▸ SOURCE EXCERPT
┄┄┄┄┄┄

An essential component of chocolate comes from the cocoa beans of the Theobroma cacao tree. Cocoa butter, the fat extract obtained by pressing ground cocoa beans, is a primary ingredient that allows chocolate to melt and flow easily in the mouth and this greatly influences the texture of the chocolate. One key element of the texture is that chocolate remains essentially a semi-solid at room temperature, but melts readily in the mouth at the normal body temperature of 37 °C. Due to its distinct and pleasant flavour and texture, chocolate is universally popular and a steady increase in demand has raised the sophistication of chocolate processing. Liquid forming techniques such as ‘melt and cast’ have been commonly used to produce chocolate shapes and this usually involves pouring a tempered chocolate mass into moulds or over sweet centres to form a chocolate shell, a process known as enrobing. While most of the chocolate products are still manufactured by these conventional methods, other ways of producing chocolate shapes have emerged. It was discovered that chocolate could be shape formed by extrusion processing with methods now widely associated with polymer,^1,2 metal³ or ceramic paste processing.⁴ Normally polymers are extruded in the melt but extrusion below the melting point of polymers has been reported before^5,6 and this forms a starting point for chocolate cold extrusion.

The idea behind the extrusion of chocolate dates back to the early 1920's when the semi-solid processing of chocolate was first carried out by Laskey, who showed that chocolate could be extruded at high pressures through a die.⁷ No further work on the semi-solid extrusion of chocolate had been reported until 1994, when Mackley et al.⁸ described the isothermal extrusion of chocolate below its peak melting temperature and the resulting product possessed a certain short-term flexibility. This temporary flexibility and shape retainment ability of the extrudate immediately after extrusion offer interesting opportunities to form shapes that cannot be manufactured by traditional chocolate production methods. It also raised scientific questions as to why the material behaved in this unexpected and unusual way.

This review briefly describes the basic microstructure of chocolate and the behaviour of chocolate during and after cold extrusion. In addition, the possible link between the mechanical properties of the material and its microstructure is given.

┄┄┄┄┄┄

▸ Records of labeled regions

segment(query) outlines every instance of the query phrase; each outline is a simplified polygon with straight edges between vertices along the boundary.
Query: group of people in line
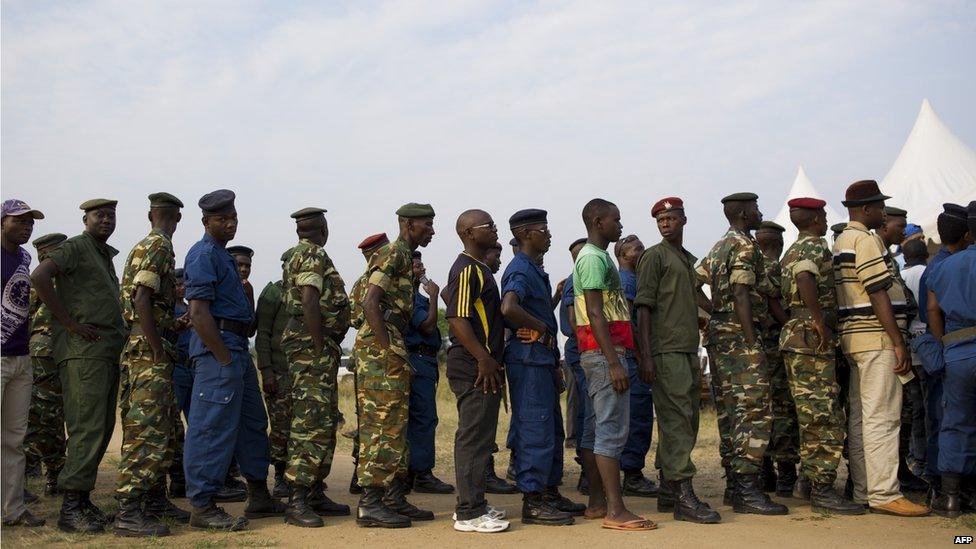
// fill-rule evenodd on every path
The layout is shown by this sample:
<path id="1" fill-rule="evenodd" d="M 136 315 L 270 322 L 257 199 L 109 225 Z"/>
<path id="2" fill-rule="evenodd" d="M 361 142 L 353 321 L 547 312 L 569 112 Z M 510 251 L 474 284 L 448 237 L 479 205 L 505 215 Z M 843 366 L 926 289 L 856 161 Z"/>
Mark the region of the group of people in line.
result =
<path id="1" fill-rule="evenodd" d="M 681 198 L 652 205 L 661 241 L 646 249 L 623 235 L 617 206 L 596 198 L 582 209 L 585 237 L 569 246 L 573 271 L 555 293 L 543 261 L 552 243 L 545 210 L 509 218 L 514 257 L 500 284 L 494 219 L 477 209 L 458 215 L 461 251 L 442 290 L 418 250 L 435 234 L 434 209 L 406 204 L 395 239 L 360 244 L 366 268 L 347 290 L 325 250 L 326 210 L 309 207 L 291 215 L 298 238 L 280 258 L 281 280 L 255 299 L 254 252 L 228 247 L 235 198 L 229 190 L 200 198 L 204 234 L 177 268 L 172 238 L 184 205 L 150 195 L 149 234 L 121 280 L 108 244 L 116 201 L 82 203 L 78 236 L 33 240 L 33 272 L 22 246 L 44 215 L 3 202 L 5 526 L 44 524 L 26 506 L 36 496 L 24 481 L 42 470 L 68 532 L 164 536 L 169 521 L 233 531 L 264 517 L 322 527 L 323 517 L 352 514 L 326 495 L 350 328 L 356 522 L 433 520 L 407 495 L 455 491 L 432 472 L 441 302 L 458 413 L 455 530 L 508 529 L 486 493 L 516 492 L 523 524 L 583 517 L 613 530 L 656 529 L 625 496 L 656 497 L 675 520 L 721 522 L 693 483 L 702 345 L 733 512 L 787 514 L 771 492 L 845 515 L 952 517 L 976 503 L 976 201 L 945 205 L 942 248 L 928 261 L 924 235 L 906 238 L 908 213 L 886 207 L 874 181 L 847 189 L 850 221 L 834 227 L 832 250 L 824 201 L 789 202 L 799 237 L 783 254 L 784 228 L 762 221 L 755 194 L 735 193 L 721 200 L 728 231 L 698 261 L 683 246 Z M 567 388 L 586 503 L 559 491 Z M 493 459 L 503 400 L 514 486 Z M 119 506 L 110 516 L 90 494 L 117 407 Z M 658 483 L 643 473 L 655 417 Z M 926 504 L 903 488 L 928 489 Z M 189 512 L 171 501 L 180 497 Z M 244 516 L 218 506 L 226 501 L 246 501 Z"/>

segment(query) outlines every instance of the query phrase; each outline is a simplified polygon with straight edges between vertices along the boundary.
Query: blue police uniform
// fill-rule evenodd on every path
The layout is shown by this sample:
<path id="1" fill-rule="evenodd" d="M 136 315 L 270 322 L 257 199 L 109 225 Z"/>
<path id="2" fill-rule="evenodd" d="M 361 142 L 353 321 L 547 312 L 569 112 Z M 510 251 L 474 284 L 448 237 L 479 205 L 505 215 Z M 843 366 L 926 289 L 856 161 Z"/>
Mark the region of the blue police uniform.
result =
<path id="1" fill-rule="evenodd" d="M 928 279 L 945 314 L 946 335 L 976 328 L 976 245 L 943 261 Z M 943 340 L 945 342 L 945 340 Z M 946 342 L 939 469 L 976 473 L 976 335 Z"/>
<path id="2" fill-rule="evenodd" d="M 184 266 L 187 300 L 210 302 L 210 314 L 220 321 L 250 326 L 254 312 L 244 293 L 237 265 L 210 235 L 193 245 Z M 228 324 L 229 325 L 229 324 Z M 189 356 L 193 361 L 193 406 L 186 432 L 184 468 L 186 493 L 194 507 L 206 507 L 224 485 L 231 459 L 237 458 L 247 480 L 268 475 L 268 416 L 258 386 L 257 371 L 244 334 L 220 331 L 231 352 L 230 364 L 220 364 L 194 331 Z"/>
<path id="3" fill-rule="evenodd" d="M 637 299 L 637 275 L 634 271 L 620 270 L 620 284 L 624 297 L 633 303 Z M 637 322 L 637 315 L 631 311 L 631 319 Z M 630 432 L 627 443 L 620 454 L 622 471 L 641 471 L 644 460 L 651 449 L 651 432 L 654 425 L 654 399 L 651 386 L 641 381 L 637 356 L 627 350 L 627 374 L 630 377 Z"/>
<path id="4" fill-rule="evenodd" d="M 413 316 L 403 335 L 413 368 L 407 443 L 410 470 L 418 472 L 434 468 L 434 434 L 437 431 L 437 351 L 441 347 L 441 332 L 436 327 L 430 335 L 420 331 L 429 310 L 430 299 L 419 291 L 414 292 Z"/>
<path id="5" fill-rule="evenodd" d="M 549 275 L 522 252 L 515 254 L 502 275 L 502 296 L 515 292 L 519 304 L 546 324 L 555 337 Z M 505 346 L 505 371 L 512 397 L 509 429 L 515 458 L 516 485 L 523 493 L 543 492 L 563 476 L 566 438 L 559 409 L 559 350 L 541 342 L 522 343 L 513 333 Z"/>

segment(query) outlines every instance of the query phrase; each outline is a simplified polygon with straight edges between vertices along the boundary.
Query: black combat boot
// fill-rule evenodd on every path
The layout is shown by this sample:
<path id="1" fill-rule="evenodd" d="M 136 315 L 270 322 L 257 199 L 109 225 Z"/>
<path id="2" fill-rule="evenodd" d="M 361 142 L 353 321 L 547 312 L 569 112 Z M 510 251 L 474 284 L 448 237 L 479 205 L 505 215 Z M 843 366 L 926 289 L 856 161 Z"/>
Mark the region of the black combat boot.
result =
<path id="1" fill-rule="evenodd" d="M 410 519 L 383 505 L 383 488 L 366 486 L 356 509 L 356 524 L 365 528 L 409 528 Z"/>
<path id="2" fill-rule="evenodd" d="M 115 516 L 116 536 L 126 538 L 148 538 L 168 536 L 169 528 L 154 518 L 147 517 L 142 510 L 142 498 L 119 498 L 119 513 Z"/>
<path id="3" fill-rule="evenodd" d="M 244 517 L 280 517 L 284 514 L 285 504 L 271 497 L 266 481 L 247 481 L 247 507 L 244 508 Z"/>
<path id="4" fill-rule="evenodd" d="M 288 497 L 290 488 L 288 483 L 285 482 L 285 466 L 284 461 L 275 462 L 275 486 L 271 490 L 271 495 L 276 498 L 286 498 Z"/>
<path id="5" fill-rule="evenodd" d="M 530 492 L 522 495 L 522 524 L 566 526 L 573 524 L 573 522 L 573 515 L 556 509 L 546 501 L 542 492 Z"/>
<path id="6" fill-rule="evenodd" d="M 796 486 L 796 464 L 789 461 L 776 462 L 776 495 L 781 498 L 793 497 Z"/>
<path id="7" fill-rule="evenodd" d="M 654 481 L 645 477 L 640 470 L 624 471 L 623 491 L 625 496 L 656 498 L 660 491 Z"/>
<path id="8" fill-rule="evenodd" d="M 932 502 L 932 511 L 943 517 L 956 518 L 962 514 L 962 498 L 959 487 L 962 477 L 955 473 L 942 473 L 942 490 Z"/>
<path id="9" fill-rule="evenodd" d="M 146 516 L 159 519 L 172 519 L 179 524 L 190 522 L 190 513 L 173 505 L 173 502 L 166 497 L 166 479 L 160 478 L 160 482 L 153 486 L 146 498 L 143 500 Z"/>
<path id="10" fill-rule="evenodd" d="M 316 482 L 308 491 L 308 506 L 320 517 L 348 517 L 349 506 L 332 501 L 325 495 L 324 482 Z"/>
<path id="11" fill-rule="evenodd" d="M 434 513 L 420 509 L 407 501 L 407 483 L 402 478 L 394 478 L 383 495 L 383 505 L 411 520 L 434 520 Z"/>
<path id="12" fill-rule="evenodd" d="M 667 484 L 674 494 L 674 520 L 684 520 L 697 524 L 718 524 L 722 522 L 722 515 L 698 499 L 690 478 L 669 481 Z M 663 487 L 664 484 L 661 486 Z"/>
<path id="13" fill-rule="evenodd" d="M 555 486 L 546 488 L 546 491 L 542 493 L 542 499 L 556 509 L 564 513 L 569 513 L 574 517 L 581 517 L 586 513 L 586 505 L 571 501 L 569 498 L 560 494 L 559 489 Z"/>
<path id="14" fill-rule="evenodd" d="M 285 509 L 285 522 L 302 528 L 321 528 L 325 526 L 322 517 L 308 506 L 308 486 L 290 486 L 288 508 Z"/>
<path id="15" fill-rule="evenodd" d="M 105 523 L 99 522 L 85 512 L 77 490 L 64 490 L 61 494 L 61 513 L 58 515 L 58 528 L 64 532 L 97 534 L 105 530 Z"/>
<path id="16" fill-rule="evenodd" d="M 211 502 L 206 507 L 193 507 L 190 512 L 190 527 L 238 532 L 247 528 L 247 519 L 232 517 L 222 507 L 217 507 Z"/>
<path id="17" fill-rule="evenodd" d="M 790 512 L 785 505 L 769 499 L 769 496 L 759 488 L 759 475 L 756 473 L 736 473 L 732 510 L 736 513 L 754 515 L 785 515 Z"/>
<path id="18" fill-rule="evenodd" d="M 434 476 L 430 470 L 412 471 L 411 485 L 418 494 L 453 494 L 454 486 Z"/>
<path id="19" fill-rule="evenodd" d="M 833 513 L 835 515 L 863 515 L 867 512 L 864 506 L 844 499 L 833 483 L 810 483 L 810 508 L 818 513 Z"/>

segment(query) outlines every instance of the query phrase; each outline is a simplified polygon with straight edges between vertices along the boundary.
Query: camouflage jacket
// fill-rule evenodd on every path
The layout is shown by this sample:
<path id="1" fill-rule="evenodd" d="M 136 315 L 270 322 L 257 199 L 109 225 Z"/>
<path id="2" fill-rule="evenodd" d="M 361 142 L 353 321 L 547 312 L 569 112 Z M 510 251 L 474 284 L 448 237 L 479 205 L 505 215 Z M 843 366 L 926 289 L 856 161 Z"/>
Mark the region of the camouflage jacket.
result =
<path id="1" fill-rule="evenodd" d="M 150 231 L 129 252 L 122 271 L 119 300 L 122 304 L 122 318 L 128 329 L 138 323 L 139 314 L 135 308 L 137 286 L 153 290 L 153 319 L 160 330 L 170 330 L 176 320 L 176 255 L 173 242 L 158 229 Z M 165 338 L 164 338 L 165 339 Z"/>
<path id="2" fill-rule="evenodd" d="M 722 239 L 701 260 L 695 269 L 699 284 L 708 284 L 712 293 L 712 316 L 708 321 L 708 338 L 741 333 L 735 316 L 733 284 L 749 287 L 752 319 L 758 327 L 766 315 L 766 297 L 772 287 L 763 268 L 763 255 L 749 233 L 729 228 Z M 761 334 L 757 334 L 761 335 Z"/>
<path id="3" fill-rule="evenodd" d="M 380 298 L 380 311 L 383 312 L 386 330 L 390 336 L 393 350 L 408 359 L 407 346 L 403 333 L 410 325 L 413 314 L 413 258 L 410 247 L 402 238 L 380 248 L 369 260 L 366 267 L 366 280 L 369 285 L 383 290 Z M 365 292 L 364 292 L 365 295 Z M 356 336 L 356 345 L 372 345 L 373 329 L 363 322 Z"/>
<path id="4" fill-rule="evenodd" d="M 325 248 L 302 239 L 293 248 L 291 259 L 285 265 L 284 302 L 285 312 L 298 321 L 304 320 L 302 287 L 311 286 L 319 291 L 319 313 L 322 329 L 333 342 L 341 341 L 349 330 L 349 296 L 346 283 L 339 276 Z M 285 328 L 285 337 L 291 330 Z"/>
<path id="5" fill-rule="evenodd" d="M 798 354 L 816 354 L 820 339 L 813 330 L 813 320 L 806 309 L 796 284 L 798 274 L 808 272 L 817 282 L 817 296 L 827 327 L 837 328 L 837 295 L 834 289 L 834 258 L 823 238 L 800 235 L 786 251 L 782 261 L 783 305 L 790 309 L 790 319 L 783 326 L 779 345 L 784 351 Z M 836 339 L 836 338 L 835 338 Z M 836 341 L 831 342 L 828 354 L 834 352 Z"/>

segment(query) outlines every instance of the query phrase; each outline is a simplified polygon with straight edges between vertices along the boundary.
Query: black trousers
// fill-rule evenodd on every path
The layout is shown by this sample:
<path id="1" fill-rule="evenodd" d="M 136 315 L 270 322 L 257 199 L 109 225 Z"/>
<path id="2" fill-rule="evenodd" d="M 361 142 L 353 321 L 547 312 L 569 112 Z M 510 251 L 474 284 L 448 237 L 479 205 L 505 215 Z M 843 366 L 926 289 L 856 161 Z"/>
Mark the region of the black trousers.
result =
<path id="1" fill-rule="evenodd" d="M 471 520 L 487 512 L 485 468 L 495 443 L 501 392 L 485 394 L 474 386 L 474 380 L 448 381 L 458 406 L 458 430 L 454 434 L 457 518 Z"/>

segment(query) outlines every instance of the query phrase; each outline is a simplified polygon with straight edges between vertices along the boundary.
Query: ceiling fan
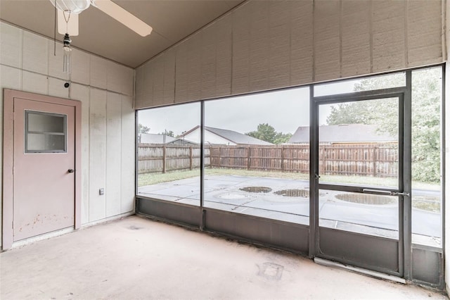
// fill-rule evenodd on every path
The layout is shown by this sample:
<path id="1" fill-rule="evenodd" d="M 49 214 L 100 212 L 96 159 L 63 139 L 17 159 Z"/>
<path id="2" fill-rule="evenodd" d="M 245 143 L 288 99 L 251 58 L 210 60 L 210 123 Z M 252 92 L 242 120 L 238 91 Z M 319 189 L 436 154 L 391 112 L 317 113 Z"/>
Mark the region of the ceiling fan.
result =
<path id="1" fill-rule="evenodd" d="M 90 6 L 120 22 L 142 37 L 152 27 L 111 0 L 49 0 L 58 9 L 58 31 L 62 35 L 78 35 L 78 15 Z"/>

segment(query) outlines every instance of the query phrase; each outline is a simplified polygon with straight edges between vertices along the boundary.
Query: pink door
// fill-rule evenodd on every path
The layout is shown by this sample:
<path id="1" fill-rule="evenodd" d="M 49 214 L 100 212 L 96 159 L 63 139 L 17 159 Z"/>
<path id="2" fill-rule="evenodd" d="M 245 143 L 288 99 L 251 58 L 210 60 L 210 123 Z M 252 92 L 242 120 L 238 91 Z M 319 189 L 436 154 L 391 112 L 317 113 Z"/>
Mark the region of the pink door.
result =
<path id="1" fill-rule="evenodd" d="M 75 110 L 14 99 L 14 242 L 75 225 Z"/>

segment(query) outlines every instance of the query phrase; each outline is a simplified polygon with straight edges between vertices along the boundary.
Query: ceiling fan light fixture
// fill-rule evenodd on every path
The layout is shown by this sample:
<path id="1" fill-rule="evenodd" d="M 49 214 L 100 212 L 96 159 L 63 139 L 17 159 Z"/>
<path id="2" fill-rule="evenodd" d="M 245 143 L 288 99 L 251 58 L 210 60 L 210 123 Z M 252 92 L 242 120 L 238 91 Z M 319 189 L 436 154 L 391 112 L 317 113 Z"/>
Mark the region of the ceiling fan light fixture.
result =
<path id="1" fill-rule="evenodd" d="M 68 33 L 64 35 L 64 39 L 63 40 L 64 49 L 64 56 L 63 58 L 63 72 L 65 73 L 70 73 L 70 53 L 72 52 L 72 48 L 70 48 L 70 43 L 72 39 Z"/>
<path id="2" fill-rule="evenodd" d="M 71 13 L 79 13 L 91 5 L 91 0 L 50 0 L 56 8 Z"/>

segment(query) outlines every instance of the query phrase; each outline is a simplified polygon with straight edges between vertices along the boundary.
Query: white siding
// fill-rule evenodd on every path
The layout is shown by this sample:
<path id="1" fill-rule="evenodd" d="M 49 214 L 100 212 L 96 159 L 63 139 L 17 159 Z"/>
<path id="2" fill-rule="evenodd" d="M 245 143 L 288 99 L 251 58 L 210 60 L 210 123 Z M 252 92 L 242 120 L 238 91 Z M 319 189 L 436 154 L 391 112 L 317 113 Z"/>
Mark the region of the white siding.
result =
<path id="1" fill-rule="evenodd" d="M 439 0 L 250 0 L 139 67 L 135 106 L 174 103 L 172 87 L 182 103 L 441 63 L 442 11 Z"/>
<path id="2" fill-rule="evenodd" d="M 0 36 L 1 89 L 82 101 L 82 224 L 132 211 L 134 70 L 74 49 L 72 84 L 66 89 L 63 84 L 69 77 L 62 72 L 60 44 L 56 44 L 55 56 L 52 40 L 4 23 L 0 23 Z M 2 119 L 1 114 L 1 132 Z M 0 155 L 1 151 L 0 147 Z M 0 189 L 1 182 L 0 178 Z M 105 189 L 105 195 L 98 195 L 100 188 Z M 1 226 L 0 222 L 0 232 Z"/>

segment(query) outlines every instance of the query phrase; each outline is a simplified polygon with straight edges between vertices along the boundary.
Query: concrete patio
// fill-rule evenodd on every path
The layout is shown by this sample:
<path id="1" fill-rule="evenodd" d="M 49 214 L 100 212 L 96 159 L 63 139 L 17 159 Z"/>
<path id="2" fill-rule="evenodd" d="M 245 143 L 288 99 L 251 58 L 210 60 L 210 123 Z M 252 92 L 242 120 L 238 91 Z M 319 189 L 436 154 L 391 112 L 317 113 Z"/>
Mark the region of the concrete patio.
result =
<path id="1" fill-rule="evenodd" d="M 266 189 L 255 192 L 245 191 L 245 189 L 252 187 Z M 238 175 L 207 175 L 205 178 L 204 205 L 205 207 L 238 213 L 309 225 L 309 184 L 307 180 Z M 290 191 L 296 192 L 299 194 L 294 196 L 288 193 L 285 194 Z M 283 192 L 285 194 L 283 194 Z M 413 191 L 414 195 L 430 195 L 436 193 L 426 190 Z M 138 194 L 143 196 L 198 206 L 200 177 L 140 187 Z M 320 191 L 321 226 L 398 238 L 397 197 L 378 196 L 381 199 L 391 201 L 391 203 L 370 205 L 340 200 L 339 195 L 343 194 L 346 193 Z M 361 196 L 364 195 L 366 194 L 362 194 Z M 413 211 L 412 230 L 414 242 L 439 246 L 440 214 L 414 208 Z"/>
<path id="2" fill-rule="evenodd" d="M 131 216 L 0 254 L 2 299 L 446 299 Z"/>

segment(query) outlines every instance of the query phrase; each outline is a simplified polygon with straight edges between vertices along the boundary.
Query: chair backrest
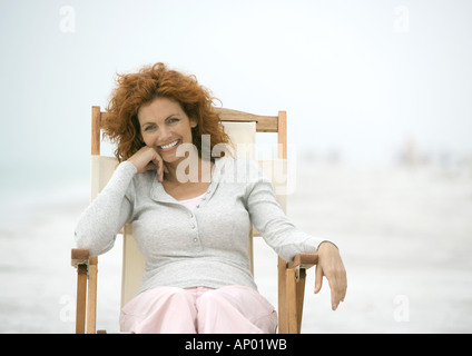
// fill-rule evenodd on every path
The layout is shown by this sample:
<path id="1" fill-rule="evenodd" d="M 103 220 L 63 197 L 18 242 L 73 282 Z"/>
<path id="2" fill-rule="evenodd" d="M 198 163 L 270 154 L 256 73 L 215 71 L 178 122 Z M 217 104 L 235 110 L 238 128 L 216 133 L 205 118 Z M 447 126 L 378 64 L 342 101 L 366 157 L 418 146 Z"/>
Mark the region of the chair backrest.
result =
<path id="1" fill-rule="evenodd" d="M 286 112 L 278 111 L 277 116 L 256 116 L 243 111 L 217 108 L 222 125 L 234 144 L 235 156 L 256 159 L 256 134 L 277 132 L 277 159 L 259 160 L 264 172 L 272 179 L 277 201 L 286 209 Z M 100 107 L 92 107 L 92 140 L 91 140 L 91 199 L 107 185 L 118 161 L 114 157 L 100 155 L 101 122 L 107 112 Z M 138 291 L 144 274 L 145 260 L 139 253 L 130 225 L 120 231 L 124 235 L 122 246 L 122 277 L 121 277 L 121 307 L 125 306 Z M 259 234 L 255 228 L 248 237 L 248 254 L 253 270 L 253 236 Z M 253 270 L 254 273 L 254 270 Z"/>

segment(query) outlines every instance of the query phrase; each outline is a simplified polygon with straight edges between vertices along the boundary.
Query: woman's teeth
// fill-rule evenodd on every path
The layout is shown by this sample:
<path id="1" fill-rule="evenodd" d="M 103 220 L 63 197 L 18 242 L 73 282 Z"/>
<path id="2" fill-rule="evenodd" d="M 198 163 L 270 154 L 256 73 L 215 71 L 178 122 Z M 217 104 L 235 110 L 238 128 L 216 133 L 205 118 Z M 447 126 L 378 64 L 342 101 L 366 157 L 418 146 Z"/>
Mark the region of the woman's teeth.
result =
<path id="1" fill-rule="evenodd" d="M 171 147 L 176 146 L 176 145 L 177 145 L 177 142 L 178 142 L 178 140 L 176 140 L 176 141 L 174 141 L 174 142 L 170 142 L 169 145 L 160 146 L 160 148 L 163 148 L 163 149 L 168 149 L 168 148 L 171 148 Z"/>

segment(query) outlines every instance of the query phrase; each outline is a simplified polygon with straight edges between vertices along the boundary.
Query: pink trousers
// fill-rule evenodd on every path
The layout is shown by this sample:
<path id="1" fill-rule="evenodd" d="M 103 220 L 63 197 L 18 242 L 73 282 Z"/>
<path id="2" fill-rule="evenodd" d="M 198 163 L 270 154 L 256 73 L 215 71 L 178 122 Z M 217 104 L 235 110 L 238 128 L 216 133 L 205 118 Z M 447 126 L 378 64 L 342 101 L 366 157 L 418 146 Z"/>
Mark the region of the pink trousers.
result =
<path id="1" fill-rule="evenodd" d="M 277 313 L 256 290 L 244 286 L 158 287 L 121 310 L 120 329 L 137 334 L 273 334 Z"/>

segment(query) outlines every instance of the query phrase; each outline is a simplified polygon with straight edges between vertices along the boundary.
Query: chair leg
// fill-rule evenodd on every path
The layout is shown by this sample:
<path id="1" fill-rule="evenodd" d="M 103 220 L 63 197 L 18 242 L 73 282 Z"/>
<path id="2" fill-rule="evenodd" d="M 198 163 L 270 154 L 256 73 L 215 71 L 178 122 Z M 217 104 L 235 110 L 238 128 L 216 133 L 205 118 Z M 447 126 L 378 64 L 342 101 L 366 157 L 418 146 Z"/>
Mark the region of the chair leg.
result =
<path id="1" fill-rule="evenodd" d="M 288 310 L 286 294 L 286 276 L 287 263 L 278 257 L 278 334 L 288 333 Z"/>
<path id="2" fill-rule="evenodd" d="M 76 334 L 86 330 L 86 304 L 87 304 L 87 265 L 77 266 L 77 308 L 76 308 Z"/>
<path id="3" fill-rule="evenodd" d="M 90 257 L 87 298 L 87 334 L 95 334 L 97 327 L 97 265 L 98 258 Z"/>
<path id="4" fill-rule="evenodd" d="M 299 334 L 302 332 L 305 279 L 306 271 L 304 268 L 286 269 L 286 304 L 288 312 L 288 334 Z"/>
<path id="5" fill-rule="evenodd" d="M 301 268 L 298 270 L 298 278 L 296 278 L 296 313 L 297 313 L 297 334 L 302 333 L 302 316 L 303 316 L 303 301 L 305 297 L 305 278 L 306 270 Z"/>
<path id="6" fill-rule="evenodd" d="M 297 334 L 297 303 L 296 303 L 296 281 L 295 269 L 287 268 L 286 273 L 286 295 L 287 295 L 287 314 L 288 314 L 288 334 Z"/>

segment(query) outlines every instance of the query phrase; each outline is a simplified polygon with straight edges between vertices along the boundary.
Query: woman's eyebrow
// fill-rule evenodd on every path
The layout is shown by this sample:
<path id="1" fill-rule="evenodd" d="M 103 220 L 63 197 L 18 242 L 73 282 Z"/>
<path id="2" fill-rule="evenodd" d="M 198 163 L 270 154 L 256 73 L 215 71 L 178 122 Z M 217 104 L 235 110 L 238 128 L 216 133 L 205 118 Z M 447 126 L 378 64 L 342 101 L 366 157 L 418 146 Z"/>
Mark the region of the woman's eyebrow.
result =
<path id="1" fill-rule="evenodd" d="M 164 119 L 164 121 L 170 119 L 173 116 L 178 116 L 178 113 L 171 113 L 171 115 L 169 115 L 167 118 Z M 141 123 L 141 127 L 144 127 L 145 125 L 156 125 L 156 122 L 155 121 L 146 121 L 146 122 L 142 122 Z"/>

┄┄┄┄┄┄

▸ BRIEF
Extend the passage on chocolate cold extrusion past its final sentence. The records are drawn from a separate source unrelated to the passage.

▸ RESULT
1. Chocolate composition and microstructure

Chocolate is a complex material with physical characteristics that can vary significantly within a relatively small temperature range. At room temperature, chocolate is mainly in the semi solid state. However by the time it reaches the body temperature of 37 °C, the material is predominantly viscous and can possess a low yield stress of approximately 10–20 Pa. Chocolate can be variously described as a soft solid, a concentrated suspension or a paste. Chocolate consists of a high concentration (50–60% by vol.) of suspended solid particles, which comprise mostly of sugar crystals, cocoa and milk solids and these are dispersed in a continuous fat matrix made of cocoa butter and milk fats (Fig. 1). Another ingredient commonly found in commercial chocolate is an emulsifier, usually soya lecithin, which is added to promote the coating of the hydrophilic sugar particles with the hydrophobic fat molecules. Cocoa butter is an essential ingredient in chocolate and this component is mainly responsible for the rheological properties of the material, in both the molten and the solid form. One reason for the complexity of chocolate is due to the polymorphic nature of the primary fat constituent. Cocoa butter is known to be capable of existing in various crystalline forms and the standard ‘Wille and Lutton’ polymorph numbering system (I–VI) describes the existence of cocoa butter in six different crystalline configurations, with an increase in thermal stability from forms I to VI.⁹ Alternatively the convention developed by Larsson¹⁰ can be used to describe the different polymorphs and crystal packings in cocoa butter. In practice, Form V crystals are the most desirable crystal forms of cocoa butter as they provide good demoulding properties and give the final chocolate products a stable glossy finish as well as a pleasant texture. In order to ensure the formation of crystals of the right polymorph V, good tempering,¹¹ a procedure involving a series of careful temperature controlled steps, is therefore needed. Failure to do so can result in a product that is more susceptible to fat bloom, a physical imperfection that often manifests itself as a white or greyish white layer on the surface of the chocolate product during storage. Fat bloom occurs when a lower and unstable crystal form of cocoa butter changes into a higher and more stable form such as Form VI.

Fig. 1 (a). Schematic representation of the microstructure of chocolate. (b) An optical microscope image of a typical milk chocolate recipe.

Cocoa butter is composed mainly of triacylglycerols (TAGs) or triglycerides, which are found in most natural oils and fats. TAGs are esters of three fatty acid molecules joined to a glycerol molecule backbone (Fig. 2). The physical and chemical properties of oils and fats are determined by the composition and crystal packing arrangements of the triglycerides. Palmitic (P), stearic (S) and oleic (O) fatty acids, which make up more than 95% (Table 1) of the fatty acids found in cocoa butter,¹¹ combine to form the three main triglycerides POP, SOS and POS (Fig. 2b).

Fig. 2 (a) Basic structure of a triglyceride molecule with a glycerol backbone connected to three fatty acids. (b) Structure of triglyceride POS with the three main fatty acids.

Table 1 A typical composition of the three main fatty acids in cocoa butter (ref. 11)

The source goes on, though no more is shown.